— Start Provided records —

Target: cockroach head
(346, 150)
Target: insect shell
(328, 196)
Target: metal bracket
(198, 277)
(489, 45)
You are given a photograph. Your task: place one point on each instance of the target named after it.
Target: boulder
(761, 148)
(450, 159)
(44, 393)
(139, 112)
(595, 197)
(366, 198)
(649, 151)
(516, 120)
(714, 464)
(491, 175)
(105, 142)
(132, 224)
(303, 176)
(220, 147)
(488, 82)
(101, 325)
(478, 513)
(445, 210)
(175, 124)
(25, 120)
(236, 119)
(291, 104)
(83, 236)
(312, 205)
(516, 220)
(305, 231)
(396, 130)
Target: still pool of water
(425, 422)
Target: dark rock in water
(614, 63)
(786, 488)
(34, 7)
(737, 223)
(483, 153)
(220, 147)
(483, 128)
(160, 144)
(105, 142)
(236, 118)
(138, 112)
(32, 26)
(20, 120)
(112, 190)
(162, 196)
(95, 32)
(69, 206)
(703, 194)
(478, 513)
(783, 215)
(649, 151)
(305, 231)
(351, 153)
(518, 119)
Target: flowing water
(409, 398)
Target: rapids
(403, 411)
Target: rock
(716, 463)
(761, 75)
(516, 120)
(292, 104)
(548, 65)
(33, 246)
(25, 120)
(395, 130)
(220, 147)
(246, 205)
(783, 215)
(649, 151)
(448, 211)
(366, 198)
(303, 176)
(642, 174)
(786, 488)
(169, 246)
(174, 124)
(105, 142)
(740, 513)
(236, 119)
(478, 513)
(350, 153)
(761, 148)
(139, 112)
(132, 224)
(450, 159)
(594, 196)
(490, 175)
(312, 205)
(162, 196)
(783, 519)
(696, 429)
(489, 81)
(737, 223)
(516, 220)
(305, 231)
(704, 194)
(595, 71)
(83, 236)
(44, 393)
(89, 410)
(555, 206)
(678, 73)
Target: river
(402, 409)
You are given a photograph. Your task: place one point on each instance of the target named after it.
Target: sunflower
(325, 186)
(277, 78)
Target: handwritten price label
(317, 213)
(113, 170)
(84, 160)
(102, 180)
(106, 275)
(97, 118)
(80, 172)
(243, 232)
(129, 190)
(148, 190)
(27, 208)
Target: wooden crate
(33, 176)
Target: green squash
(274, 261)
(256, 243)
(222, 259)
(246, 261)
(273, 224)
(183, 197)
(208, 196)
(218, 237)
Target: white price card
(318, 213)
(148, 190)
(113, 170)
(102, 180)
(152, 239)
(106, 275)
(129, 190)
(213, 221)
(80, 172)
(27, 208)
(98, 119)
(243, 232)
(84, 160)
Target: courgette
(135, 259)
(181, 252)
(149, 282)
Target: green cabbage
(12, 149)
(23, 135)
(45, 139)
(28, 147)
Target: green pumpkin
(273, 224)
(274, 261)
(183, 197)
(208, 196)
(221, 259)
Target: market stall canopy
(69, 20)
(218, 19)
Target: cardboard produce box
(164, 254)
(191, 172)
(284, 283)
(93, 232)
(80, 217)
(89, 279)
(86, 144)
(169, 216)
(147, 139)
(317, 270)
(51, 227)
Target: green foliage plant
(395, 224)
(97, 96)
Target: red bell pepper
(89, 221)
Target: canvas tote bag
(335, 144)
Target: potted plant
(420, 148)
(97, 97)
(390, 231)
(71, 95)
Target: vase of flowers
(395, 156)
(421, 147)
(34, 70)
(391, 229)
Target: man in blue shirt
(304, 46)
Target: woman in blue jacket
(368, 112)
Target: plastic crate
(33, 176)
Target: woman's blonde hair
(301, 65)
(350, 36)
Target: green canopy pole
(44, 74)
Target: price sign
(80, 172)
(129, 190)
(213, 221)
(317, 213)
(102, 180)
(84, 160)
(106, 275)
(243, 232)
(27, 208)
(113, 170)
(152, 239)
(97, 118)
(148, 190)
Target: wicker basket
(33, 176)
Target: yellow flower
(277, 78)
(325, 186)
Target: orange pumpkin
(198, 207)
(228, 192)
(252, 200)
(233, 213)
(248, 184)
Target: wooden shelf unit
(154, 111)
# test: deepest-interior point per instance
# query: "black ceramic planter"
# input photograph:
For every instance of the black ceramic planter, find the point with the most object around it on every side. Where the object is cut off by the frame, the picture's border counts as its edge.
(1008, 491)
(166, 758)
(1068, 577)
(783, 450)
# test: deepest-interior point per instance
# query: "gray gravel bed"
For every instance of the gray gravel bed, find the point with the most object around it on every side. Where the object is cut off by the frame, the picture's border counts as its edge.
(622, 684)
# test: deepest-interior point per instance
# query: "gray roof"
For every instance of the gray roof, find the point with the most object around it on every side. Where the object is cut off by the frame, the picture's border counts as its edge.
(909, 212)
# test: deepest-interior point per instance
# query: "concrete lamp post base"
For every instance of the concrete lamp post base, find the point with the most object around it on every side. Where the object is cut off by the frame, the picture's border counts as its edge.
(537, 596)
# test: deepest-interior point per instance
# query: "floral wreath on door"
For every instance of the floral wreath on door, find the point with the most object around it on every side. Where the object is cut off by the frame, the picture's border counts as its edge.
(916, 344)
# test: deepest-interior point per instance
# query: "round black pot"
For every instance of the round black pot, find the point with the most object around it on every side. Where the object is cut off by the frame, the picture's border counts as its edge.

— End Provided records —

* **Set task**
Set down the listing above in full, please, exactly as it appears.

* **Finished task**
Target: cockroach head
(346, 150)
Target: insect shell
(328, 196)
Target: metal bracket
(198, 277)
(489, 45)
You are given a photograph. Your task: place one point on each instance of the target named after it.
Target: boulder
(761, 148)
(450, 159)
(44, 393)
(139, 112)
(595, 197)
(366, 198)
(649, 151)
(516, 120)
(714, 464)
(491, 175)
(105, 142)
(132, 224)
(303, 176)
(220, 147)
(488, 82)
(101, 325)
(478, 513)
(445, 210)
(175, 124)
(25, 120)
(236, 119)
(291, 104)
(83, 236)
(312, 205)
(516, 220)
(305, 231)
(396, 130)
Target: still pool of water
(425, 422)
Target: dark rock in water
(614, 63)
(786, 488)
(34, 7)
(737, 223)
(483, 153)
(220, 147)
(483, 128)
(160, 144)
(105, 142)
(236, 118)
(138, 112)
(32, 26)
(20, 120)
(112, 190)
(162, 196)
(95, 32)
(69, 206)
(703, 194)
(478, 513)
(783, 215)
(649, 151)
(305, 231)
(351, 153)
(518, 119)
Target: flowing water
(409, 398)
Target: rapids
(403, 411)
Target: rock
(716, 463)
(761, 75)
(516, 120)
(292, 104)
(548, 65)
(33, 246)
(25, 120)
(395, 130)
(220, 147)
(246, 205)
(783, 215)
(649, 151)
(448, 211)
(366, 198)
(303, 176)
(642, 174)
(786, 488)
(169, 246)
(174, 124)
(105, 142)
(740, 513)
(236, 119)
(478, 513)
(350, 153)
(761, 148)
(139, 112)
(132, 224)
(450, 159)
(594, 196)
(490, 175)
(312, 205)
(162, 196)
(783, 519)
(696, 429)
(489, 81)
(737, 223)
(516, 220)
(305, 231)
(704, 194)
(595, 71)
(83, 236)
(44, 393)
(89, 410)
(555, 206)
(678, 73)
Target: river
(402, 409)
You are given a photograph. Your task: place one point on each instance of the target named after it.
Target: sunflower
(325, 186)
(277, 78)
Target: handwritten price label
(317, 213)
(113, 170)
(84, 160)
(102, 180)
(106, 275)
(97, 118)
(80, 172)
(243, 232)
(129, 190)
(148, 190)
(27, 208)
Target: wooden crate
(33, 176)
Target: green squash
(274, 261)
(256, 243)
(222, 259)
(246, 261)
(273, 224)
(183, 197)
(208, 196)
(218, 237)
Target: white price card
(318, 213)
(148, 190)
(113, 170)
(102, 180)
(152, 239)
(106, 275)
(129, 190)
(213, 221)
(80, 172)
(27, 208)
(98, 119)
(243, 232)
(84, 160)
Target: courgette
(135, 259)
(181, 252)
(149, 282)
Target: green cabbage
(12, 149)
(23, 135)
(45, 139)
(28, 147)
Target: green pumpkin
(273, 224)
(274, 261)
(183, 197)
(208, 196)
(221, 259)
Target: market stall canopy
(69, 20)
(218, 19)
Target: cardboard produce box
(164, 254)
(191, 172)
(284, 283)
(93, 232)
(80, 217)
(89, 279)
(86, 144)
(169, 216)
(147, 139)
(317, 270)
(51, 227)
Target: green foliage plant
(395, 224)
(97, 96)
Target: red bell pepper
(89, 221)
Target: canvas tote bag
(335, 144)
Target: potted plant
(420, 148)
(97, 97)
(390, 231)
(71, 95)
Target: vase of flowers
(395, 156)
(421, 147)
(34, 70)
(391, 229)
Target: man in blue shirt
(304, 46)
Target: woman in blue jacket
(368, 112)
Target: plastic crate
(33, 176)
Target: woman's blonde hair
(301, 65)
(350, 36)
Target: green canopy pole
(44, 74)
Target: price sign
(80, 172)
(129, 190)
(213, 221)
(317, 213)
(102, 180)
(84, 160)
(106, 275)
(243, 232)
(27, 208)
(113, 170)
(152, 239)
(97, 118)
(148, 190)
Target: wicker basket
(33, 176)
Target: yellow flower
(277, 78)
(325, 186)
Target: orange pumpkin
(198, 207)
(228, 192)
(252, 200)
(233, 213)
(248, 184)
Target: wooden shelf unit
(154, 111)
# test: deepest-interior point per instance
# query: "black ceramic planter"
# input photograph:
For every instance of the black ceramic planter, find the point with the most object around it on every side. Where the object is cut off by the frame, the picture's border counts as its edge.
(1008, 491)
(166, 758)
(1068, 577)
(783, 450)
# test: deepest-interior point per instance
# query: "gray gravel bed"
For every instance of the gray gravel bed, find the point with the most object around it on every side. Where the object is cut off by the frame, the picture's border counts as its edge.
(622, 684)
# test: deepest-interior point per instance
# query: "gray roof"
For every instance of the gray roof, find the point with the most object around it on every side. Where the object is cut off by the frame, the picture's border counts as its edge.
(909, 212)
# test: deepest-interior point per instance
# query: "concrete lamp post base"
For every instance of the concrete lamp post base, find the point with the most object around it on every side. Where the object is cut off by the frame, the picture's border counts as its edge.
(537, 596)
# test: deepest-interior point per instance
# query: "floral wreath on door"
For every instance of the floral wreath on door, find the point with the most object around it on every side. Where the object is cut off by the frame, the picture's border counts as its edge.
(916, 344)
# test: deepest-interior point per instance
# query: "round black pot"
For every instance of the round black pot, find the point with the most object around it on every side. Where the object is cut off by the frame, the picture's border counts as its edge.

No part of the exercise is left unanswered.